> **To be done**
Reproduce the records below with "wooden post" renamed to "timber post", leaving every other line unchanged. Omit the pictures.

> **Listed records**
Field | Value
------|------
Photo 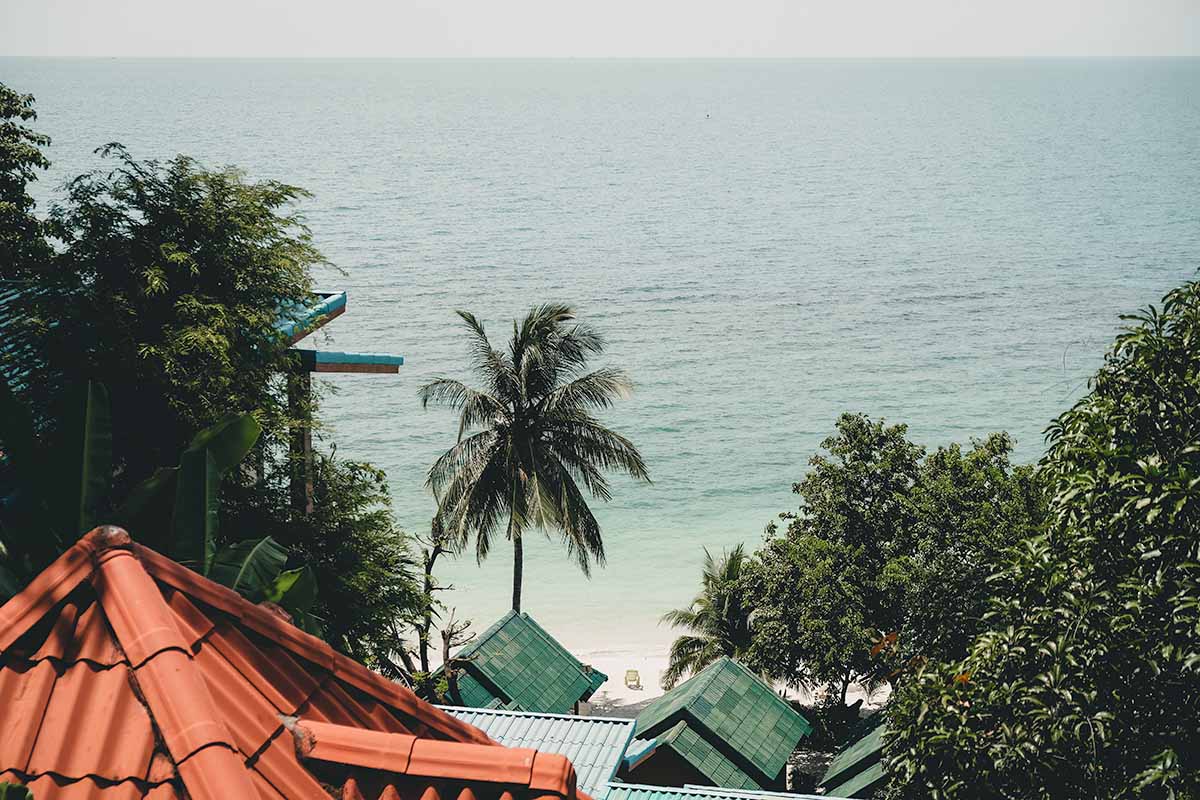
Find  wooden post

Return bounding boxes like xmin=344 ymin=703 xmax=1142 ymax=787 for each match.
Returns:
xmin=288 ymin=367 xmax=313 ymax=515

> **Final result**
Field | Value
------|------
Photo 
Find  timber post

Return bounding boxes like xmin=344 ymin=703 xmax=1142 ymax=787 for each match.
Returns:
xmin=288 ymin=367 xmax=313 ymax=515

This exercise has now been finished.